TASK TO COMPLETE =>
Copy each line below containing "gray".

PROVIDED RECORDS =>
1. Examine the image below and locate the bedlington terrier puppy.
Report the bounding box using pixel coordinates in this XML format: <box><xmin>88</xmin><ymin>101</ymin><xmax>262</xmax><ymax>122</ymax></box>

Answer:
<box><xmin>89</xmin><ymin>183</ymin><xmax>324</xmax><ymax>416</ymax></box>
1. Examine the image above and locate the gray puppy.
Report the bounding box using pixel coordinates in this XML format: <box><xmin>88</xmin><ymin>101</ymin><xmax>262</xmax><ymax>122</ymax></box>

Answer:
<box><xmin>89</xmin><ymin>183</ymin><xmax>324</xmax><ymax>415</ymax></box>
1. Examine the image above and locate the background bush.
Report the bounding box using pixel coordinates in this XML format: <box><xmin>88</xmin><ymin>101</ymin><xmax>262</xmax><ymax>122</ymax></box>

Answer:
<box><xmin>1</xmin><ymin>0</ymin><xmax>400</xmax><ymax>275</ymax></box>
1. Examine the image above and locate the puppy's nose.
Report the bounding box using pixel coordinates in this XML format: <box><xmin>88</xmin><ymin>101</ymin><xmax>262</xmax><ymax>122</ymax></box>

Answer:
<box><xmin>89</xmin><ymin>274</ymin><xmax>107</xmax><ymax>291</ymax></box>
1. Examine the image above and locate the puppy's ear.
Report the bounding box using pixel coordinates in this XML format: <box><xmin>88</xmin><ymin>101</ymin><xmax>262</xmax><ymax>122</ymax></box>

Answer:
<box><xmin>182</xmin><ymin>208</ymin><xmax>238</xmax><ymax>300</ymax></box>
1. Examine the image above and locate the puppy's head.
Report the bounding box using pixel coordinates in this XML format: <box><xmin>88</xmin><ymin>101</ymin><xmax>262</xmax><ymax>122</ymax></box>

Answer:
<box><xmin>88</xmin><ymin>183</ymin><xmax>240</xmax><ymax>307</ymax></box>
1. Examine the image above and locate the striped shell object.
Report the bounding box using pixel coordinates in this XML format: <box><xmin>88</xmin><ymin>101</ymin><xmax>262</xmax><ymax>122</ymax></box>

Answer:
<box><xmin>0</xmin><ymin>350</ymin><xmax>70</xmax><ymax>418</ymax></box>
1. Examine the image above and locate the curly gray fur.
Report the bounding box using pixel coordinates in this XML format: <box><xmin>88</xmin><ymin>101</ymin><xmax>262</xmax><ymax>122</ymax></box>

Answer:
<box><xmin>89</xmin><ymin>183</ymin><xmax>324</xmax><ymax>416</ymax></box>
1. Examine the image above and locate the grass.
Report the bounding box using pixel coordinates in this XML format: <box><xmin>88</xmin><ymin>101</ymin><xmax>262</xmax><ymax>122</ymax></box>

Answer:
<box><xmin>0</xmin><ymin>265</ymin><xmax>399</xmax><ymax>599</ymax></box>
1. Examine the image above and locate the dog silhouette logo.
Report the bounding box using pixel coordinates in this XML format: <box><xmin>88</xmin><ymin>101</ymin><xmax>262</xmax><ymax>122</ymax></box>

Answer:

OUTPUT =>
1. Examine the image above and locate the gray puppy.
1. Examine the image above and locate the curly gray fur.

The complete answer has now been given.